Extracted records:
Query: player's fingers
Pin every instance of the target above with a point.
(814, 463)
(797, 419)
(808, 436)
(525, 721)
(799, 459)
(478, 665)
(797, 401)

Your goal ::
Write each line of the data down again exactly as it reads.

Output for this task ::
Query: player's fingers
Pin every instance of the target above with a point.
(814, 463)
(797, 419)
(808, 436)
(525, 721)
(799, 459)
(478, 665)
(797, 401)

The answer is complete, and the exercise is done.